La escritora Marta Sanz, autora del ensayo No tan incendiario (Periférica, 2014), analiza para Diagonal el valor como espacios conflictivos
de palabras, símbolos y proyectos artísticos. "Son acciones y
representan posicionamientos ideológicos", resume. "Hacer una plaza al
payaso Fofó implica un posicionamiento. Decapitar un teletubi. Ir al
congreso de los diputados con un bebé y hacerle carantoñas. Escribir una
novela. Enseñarle las tetas a Rajoy. Tirarle una tarta a la cara a
Boyer disfrazado de Superman. Porque los símbolos nacen de nuestros
prejuicios en la misma medida que los configuran. No son asépticos.
Suelen reproducir la ideología dominante. Y cuestionar los símbolos es
una forma de resistirse a ésta e incidir en la realidad. No son ámbitos
separados".

_Lista de tareas:_
1/ Duplica el pasaje del fragmento sobre Marta Sanz desde "La escritora Marta" hasta "No son asépticos.".
2/ Según el fragmento sobre Marta Sanz, ¿cuál es el título del ensayo del que ella es autora?
3/ Enumera todas las acciones que Marta Sanz pone en el fragmento como ejemplos de posicionamiento.

_Material proporcionado:_

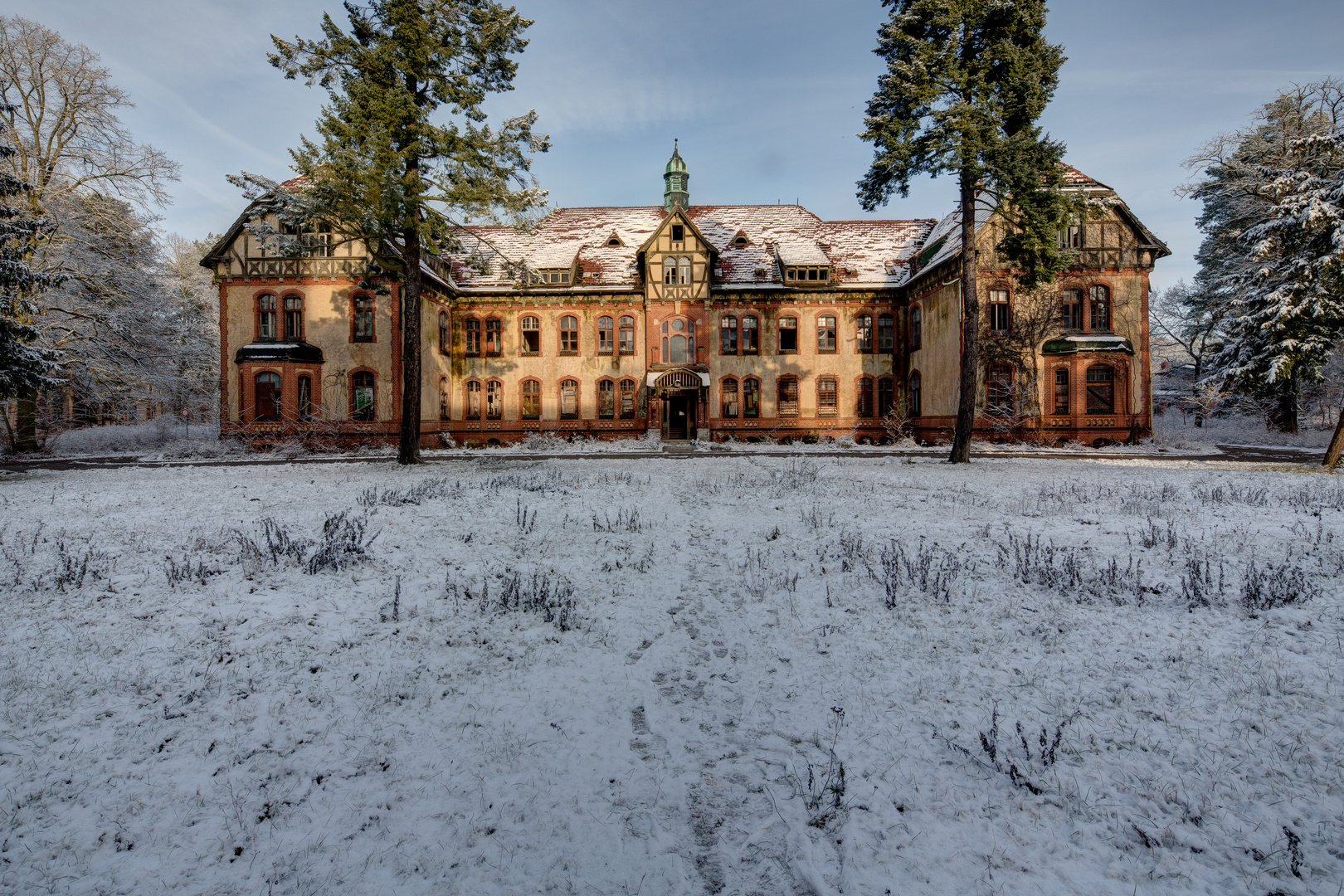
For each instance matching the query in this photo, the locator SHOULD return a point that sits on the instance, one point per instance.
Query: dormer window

_Respuestas por tarea:_
1/
La escritora Marta Sanz, autora del ensayo No tan incendiario (Periférica, 2014), analiza para Diagonal el valor como espacios conflictivos
de palabras, símbolos y proyectos artísticos. "Son acciones y
representan posicionamientos ideológicos", resume. "Hacer una plaza al
payaso Fofó implica un posicionamiento. Decapitar un teletubi. Ir al
congreso de los diputados con un bebé y hacerle carantoñas. Escribir una
novela. Enseñarle las tetas a Rajoy. Tirarle una tarta a la cara a
Boyer disfrazado de Superman. Porque los símbolos nacen de nuestros
prejuicios en la misma medida que los configuran. No son asépticos.

2/ No tan incendiario (Periférica, 2014).

3/
- Hacer una plaza al payaso Fofó
- Decapitar un teletubi
- Ir al congreso de los diputados con un bebé y hacerle carantoñas
- Escribir una novela
- Enseñarle las tetas a Rajoy
- Tirarle una tarta a la cara a Boyer disfrazado de Superman